SGS offered a breadth of experiences that gave everyone an opportunity to find what they really loved. I know I found mine!

When looking at SGS as an institution, in what topics or areas do they really lead?

It goes back to SGS core principles – like anti-bias work. This has been a part of its mission from the start, and it is more important now than ever. This was reflected both in the very thoughtful time dedicated to anti-bias conversations and having more explicit curriculum around the topic. It was also integrated throughout the SGS community in our conversations and actions. 

Anja (3rd row right, in light blue) at an Obama rally with her classmates in 2008.

SGS also leads in its integrated approach to STEM and STEAM (science, technology, engineering, art, and math) education. For example, we had a music lesson where we learned about the notes as fractions, and it was a moment where all of these pieces – math and art – came together. Also in Spanish class, we discussed social studies in Spanish.

____

USING THE INFORMATION:
1. Quote the interview about SGS from "When looking at" to "conversations and actions.".
2. Continue the interview about SGS from the point where it stops.
The listing that follows comes from a separate source and has no connection to the interview about SGS.

DATA SHOWN:
____

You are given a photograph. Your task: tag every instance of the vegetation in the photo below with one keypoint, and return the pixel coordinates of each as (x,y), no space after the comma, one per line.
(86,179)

____

ANSWERS TO THE TASKS:
1.
When looking at SGS as an institution, in what topics or areas do they really lead?

It goes back to SGS core principles – like anti-bias work. This has been a part of its mission from the start, and it is more important now than ever. This was reflected both in the very thoughtful time dedicated to anti-bias conversations and having more explicit curriculum around the topic. It was also integrated throughout the SGS community in our conversations and actions.

2.
Also, the education style of Stand and Deliver. That approach from very early on, having you practice as a young woman standing up and owning your space and your knowledge and delivering at culmination events was integral to my experience at SGS.

What was your path after SGS and what are you up to now?

After attending high school at Holy Names, I went to Stanford University for undergrad. They have a program where you can get your Master’s degree at the same time as your Bachelor’s. I talked to the professor I had been doing research with and asked if I stayed for my Master’s, if I could continue on for a PhD. So, I stayed and ended up finishing my PhD in Environmental Engineering and Science in 2020. 

While I was in my PhD I participated in a great program called the Rising Environmental Leaders program, where they take grad students and postdocs from Stanford to Washington DC for a week to learn about science policy and how you can make your science more relevant and engage with policymakers. I found I really liked the big picture approach of science policy. I was doing really awesome research, but I was missing the more direct application. I applied for the AAAS Congressional Science Fellowship, a one-year program on Capitol Hill working full-time as a member of staff for a Congressperson’s office or a committee office. So now I am working in the United States Senate as a science policy advisor. I get to advise on anything and everything that comes through the climate and energy team and am helping lead the portfolio on all things oceans and plastics.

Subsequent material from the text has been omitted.